## [AIM OF THE EXERCISE]
In the records, find every line with the word "yellow" and copy it out.

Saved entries

▬▬▬

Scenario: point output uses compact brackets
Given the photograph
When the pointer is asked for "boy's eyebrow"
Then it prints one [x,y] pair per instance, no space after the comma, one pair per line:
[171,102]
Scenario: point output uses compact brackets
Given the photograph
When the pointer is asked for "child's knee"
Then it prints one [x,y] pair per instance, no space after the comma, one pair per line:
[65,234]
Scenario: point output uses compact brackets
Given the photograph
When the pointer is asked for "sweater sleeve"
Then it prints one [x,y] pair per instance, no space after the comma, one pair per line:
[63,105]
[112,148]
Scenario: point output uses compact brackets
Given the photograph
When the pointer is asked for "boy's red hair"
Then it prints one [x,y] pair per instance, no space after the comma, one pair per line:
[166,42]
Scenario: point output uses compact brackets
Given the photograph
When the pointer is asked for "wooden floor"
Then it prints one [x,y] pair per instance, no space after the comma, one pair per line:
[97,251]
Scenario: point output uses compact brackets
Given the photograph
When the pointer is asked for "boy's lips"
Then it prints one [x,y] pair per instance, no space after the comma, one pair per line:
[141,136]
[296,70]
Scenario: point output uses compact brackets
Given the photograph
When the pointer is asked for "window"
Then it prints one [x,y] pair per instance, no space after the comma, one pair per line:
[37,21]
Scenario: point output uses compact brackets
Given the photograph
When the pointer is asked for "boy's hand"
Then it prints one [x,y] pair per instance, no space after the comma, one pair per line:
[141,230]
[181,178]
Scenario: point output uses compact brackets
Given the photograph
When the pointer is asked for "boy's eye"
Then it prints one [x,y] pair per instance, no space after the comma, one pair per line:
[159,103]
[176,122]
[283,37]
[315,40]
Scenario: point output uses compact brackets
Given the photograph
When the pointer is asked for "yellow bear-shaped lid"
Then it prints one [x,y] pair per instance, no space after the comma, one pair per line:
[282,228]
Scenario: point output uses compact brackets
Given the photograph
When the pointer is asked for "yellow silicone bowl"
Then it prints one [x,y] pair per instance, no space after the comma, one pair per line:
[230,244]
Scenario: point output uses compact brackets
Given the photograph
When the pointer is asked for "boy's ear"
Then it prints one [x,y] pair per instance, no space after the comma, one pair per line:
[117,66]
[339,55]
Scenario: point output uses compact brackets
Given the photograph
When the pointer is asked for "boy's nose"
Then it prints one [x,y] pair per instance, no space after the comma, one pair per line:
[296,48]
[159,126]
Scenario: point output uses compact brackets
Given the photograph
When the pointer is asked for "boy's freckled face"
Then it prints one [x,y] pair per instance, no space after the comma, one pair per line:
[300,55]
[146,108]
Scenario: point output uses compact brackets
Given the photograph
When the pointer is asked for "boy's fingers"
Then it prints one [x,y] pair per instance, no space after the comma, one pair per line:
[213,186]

▬▬▬

## [YOUR SOLUTION]
When the pointer is asked for "yellow bear-shaped lid"
When the pointer is asked for "yellow silicone bowl"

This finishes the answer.